> **SET TASK**: Collect every line of the records that contains the word "black", and copy each one.

-------- RECORDS SUPPLIED

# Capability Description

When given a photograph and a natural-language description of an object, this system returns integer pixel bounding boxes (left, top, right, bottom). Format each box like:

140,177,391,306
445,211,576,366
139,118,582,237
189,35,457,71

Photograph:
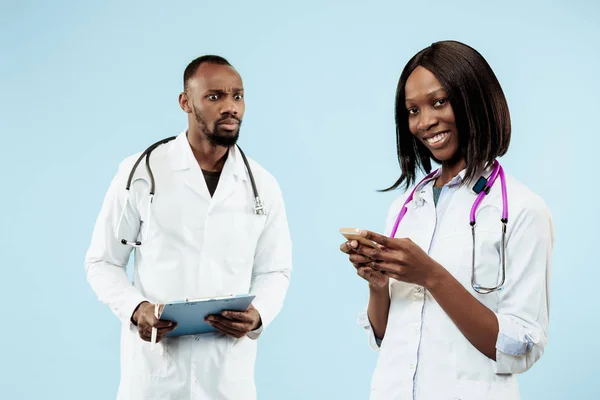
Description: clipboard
160,294,256,337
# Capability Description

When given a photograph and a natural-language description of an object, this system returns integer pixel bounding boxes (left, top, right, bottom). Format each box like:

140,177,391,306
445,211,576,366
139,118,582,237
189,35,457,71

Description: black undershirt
202,170,221,197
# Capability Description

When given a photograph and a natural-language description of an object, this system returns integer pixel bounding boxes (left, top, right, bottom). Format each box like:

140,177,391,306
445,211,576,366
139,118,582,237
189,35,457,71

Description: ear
179,92,192,114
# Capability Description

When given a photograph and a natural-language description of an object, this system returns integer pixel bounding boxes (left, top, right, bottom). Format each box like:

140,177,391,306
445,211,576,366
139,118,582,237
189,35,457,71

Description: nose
417,109,439,132
221,99,238,116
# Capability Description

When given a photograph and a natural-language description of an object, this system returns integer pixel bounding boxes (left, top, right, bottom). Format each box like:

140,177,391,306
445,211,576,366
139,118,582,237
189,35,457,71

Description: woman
340,41,554,400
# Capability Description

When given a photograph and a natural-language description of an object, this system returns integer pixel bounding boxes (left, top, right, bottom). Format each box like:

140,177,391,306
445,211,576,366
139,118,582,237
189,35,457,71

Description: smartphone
340,228,379,249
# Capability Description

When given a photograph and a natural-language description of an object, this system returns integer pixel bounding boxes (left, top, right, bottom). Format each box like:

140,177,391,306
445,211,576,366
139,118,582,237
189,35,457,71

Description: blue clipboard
160,294,256,337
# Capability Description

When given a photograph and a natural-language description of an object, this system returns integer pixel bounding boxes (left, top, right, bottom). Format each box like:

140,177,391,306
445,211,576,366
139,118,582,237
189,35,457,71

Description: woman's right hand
340,240,389,291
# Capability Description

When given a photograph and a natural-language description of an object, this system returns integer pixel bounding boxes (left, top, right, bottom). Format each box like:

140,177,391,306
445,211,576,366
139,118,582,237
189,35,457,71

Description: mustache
216,115,242,125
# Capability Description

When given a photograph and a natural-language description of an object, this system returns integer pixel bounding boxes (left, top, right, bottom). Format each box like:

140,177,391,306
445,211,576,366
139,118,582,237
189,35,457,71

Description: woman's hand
350,231,443,288
340,240,389,290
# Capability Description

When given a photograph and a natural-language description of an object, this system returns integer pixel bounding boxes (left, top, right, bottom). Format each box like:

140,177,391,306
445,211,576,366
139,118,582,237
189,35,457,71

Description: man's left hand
205,304,262,339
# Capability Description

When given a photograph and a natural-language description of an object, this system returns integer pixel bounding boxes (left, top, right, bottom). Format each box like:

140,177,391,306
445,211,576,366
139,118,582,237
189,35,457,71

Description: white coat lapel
170,132,210,201
210,146,251,209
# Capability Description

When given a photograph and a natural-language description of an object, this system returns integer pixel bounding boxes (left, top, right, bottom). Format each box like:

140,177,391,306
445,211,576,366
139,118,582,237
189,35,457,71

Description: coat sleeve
248,178,292,339
495,200,554,374
85,160,146,323
356,194,407,351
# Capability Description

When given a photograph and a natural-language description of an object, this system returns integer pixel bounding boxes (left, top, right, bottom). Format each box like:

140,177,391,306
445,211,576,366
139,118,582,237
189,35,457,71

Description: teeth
426,132,448,144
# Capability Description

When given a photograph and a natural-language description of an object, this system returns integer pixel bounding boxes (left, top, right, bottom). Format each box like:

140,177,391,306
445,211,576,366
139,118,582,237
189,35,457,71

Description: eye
433,99,448,107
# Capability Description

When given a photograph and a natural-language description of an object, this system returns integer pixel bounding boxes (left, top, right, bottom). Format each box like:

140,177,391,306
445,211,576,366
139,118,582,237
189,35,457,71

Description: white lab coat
359,170,554,400
85,133,292,400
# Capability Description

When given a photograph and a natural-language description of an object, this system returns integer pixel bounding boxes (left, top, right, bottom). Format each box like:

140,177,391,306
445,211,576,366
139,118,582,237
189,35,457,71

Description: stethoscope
390,160,508,294
117,136,266,247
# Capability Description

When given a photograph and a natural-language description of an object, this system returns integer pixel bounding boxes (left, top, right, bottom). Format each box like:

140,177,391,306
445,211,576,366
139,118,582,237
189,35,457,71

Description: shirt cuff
495,314,540,374
122,295,149,326
246,324,265,340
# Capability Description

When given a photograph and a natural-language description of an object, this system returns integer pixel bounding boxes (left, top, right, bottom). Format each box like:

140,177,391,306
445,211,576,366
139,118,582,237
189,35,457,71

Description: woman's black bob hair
382,41,511,192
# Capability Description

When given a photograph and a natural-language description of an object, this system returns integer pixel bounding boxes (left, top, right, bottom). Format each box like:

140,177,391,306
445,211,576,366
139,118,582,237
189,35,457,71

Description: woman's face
404,66,460,162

----------------

> **FINISHED EXERCISE**:
Description: black undershirt
Description: woman's black bob hair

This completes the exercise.